(Location annotation dataset excerpts)

# # # # #

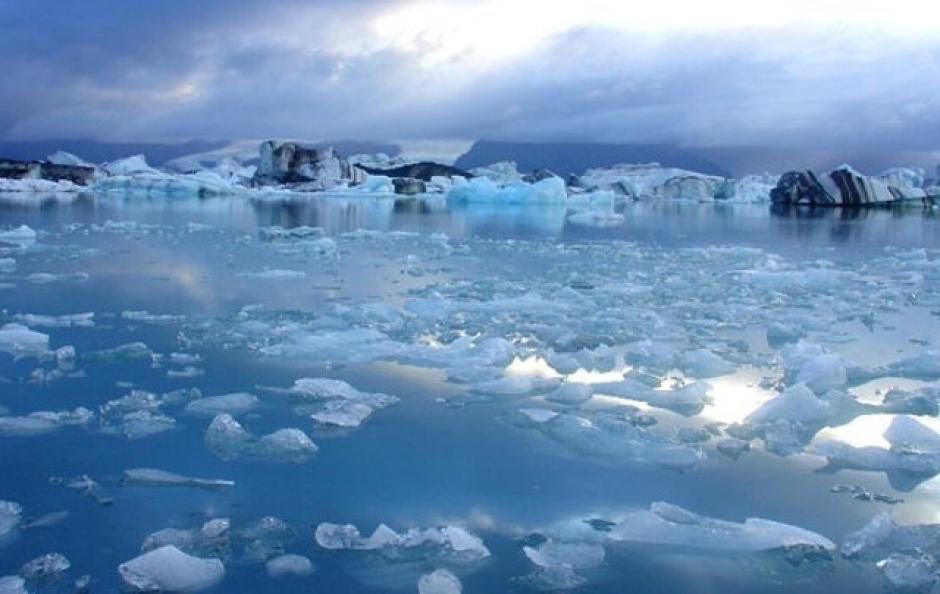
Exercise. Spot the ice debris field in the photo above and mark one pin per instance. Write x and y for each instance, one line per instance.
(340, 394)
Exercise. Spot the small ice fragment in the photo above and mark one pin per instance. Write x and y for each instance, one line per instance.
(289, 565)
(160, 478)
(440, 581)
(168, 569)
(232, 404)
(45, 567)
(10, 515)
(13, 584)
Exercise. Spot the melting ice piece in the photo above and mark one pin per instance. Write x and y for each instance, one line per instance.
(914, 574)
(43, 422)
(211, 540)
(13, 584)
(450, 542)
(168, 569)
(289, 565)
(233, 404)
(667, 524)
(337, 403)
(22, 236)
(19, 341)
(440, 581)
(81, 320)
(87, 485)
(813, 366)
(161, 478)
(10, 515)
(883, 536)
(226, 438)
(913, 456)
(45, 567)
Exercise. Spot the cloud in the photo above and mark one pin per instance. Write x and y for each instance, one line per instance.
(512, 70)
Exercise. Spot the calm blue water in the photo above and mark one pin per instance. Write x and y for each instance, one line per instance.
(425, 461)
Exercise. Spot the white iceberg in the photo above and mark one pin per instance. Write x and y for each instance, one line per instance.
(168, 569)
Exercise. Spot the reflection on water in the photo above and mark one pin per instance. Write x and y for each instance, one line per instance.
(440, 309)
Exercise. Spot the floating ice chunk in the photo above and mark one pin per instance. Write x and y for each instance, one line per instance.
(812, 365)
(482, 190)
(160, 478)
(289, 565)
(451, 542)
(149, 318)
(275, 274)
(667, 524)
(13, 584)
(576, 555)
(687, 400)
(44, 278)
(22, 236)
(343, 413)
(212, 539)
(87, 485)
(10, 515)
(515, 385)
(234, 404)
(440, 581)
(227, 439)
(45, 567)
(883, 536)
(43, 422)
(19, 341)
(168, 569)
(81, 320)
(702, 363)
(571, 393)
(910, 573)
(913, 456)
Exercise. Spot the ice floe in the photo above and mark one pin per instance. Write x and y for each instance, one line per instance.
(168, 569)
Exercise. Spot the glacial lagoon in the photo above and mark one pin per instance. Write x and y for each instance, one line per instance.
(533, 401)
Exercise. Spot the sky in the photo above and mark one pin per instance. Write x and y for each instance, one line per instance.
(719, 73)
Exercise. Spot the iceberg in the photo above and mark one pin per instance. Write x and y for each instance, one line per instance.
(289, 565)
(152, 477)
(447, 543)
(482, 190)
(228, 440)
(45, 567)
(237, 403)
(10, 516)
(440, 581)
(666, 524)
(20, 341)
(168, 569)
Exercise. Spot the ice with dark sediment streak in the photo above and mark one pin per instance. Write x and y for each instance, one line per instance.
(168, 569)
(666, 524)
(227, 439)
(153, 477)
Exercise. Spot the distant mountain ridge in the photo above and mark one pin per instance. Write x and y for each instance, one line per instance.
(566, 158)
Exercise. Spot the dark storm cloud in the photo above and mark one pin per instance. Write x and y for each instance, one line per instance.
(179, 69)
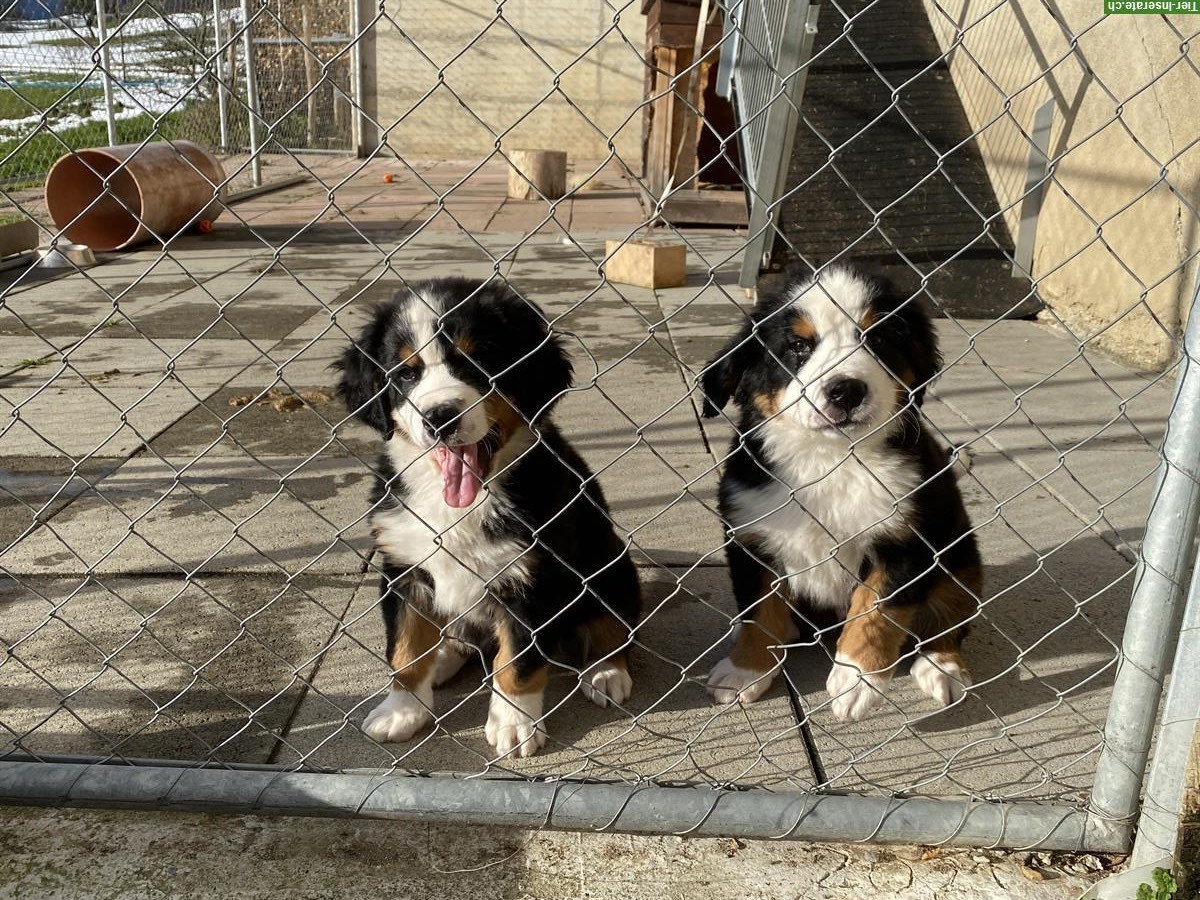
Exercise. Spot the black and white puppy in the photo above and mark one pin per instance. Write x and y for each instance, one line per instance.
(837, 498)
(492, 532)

# # # # #

Your objective: Starting at the line containing "Exercise. Spot the black" and ending with the last of the entries, write those lines out again, substituting "dog" for "puppy" and leaving everything else unchanged.

Result of this task:
Exercise. Spot the black and white dog in the photo above and mark one pin per instance. Write x and y for each instance, one line per instance.
(837, 498)
(492, 532)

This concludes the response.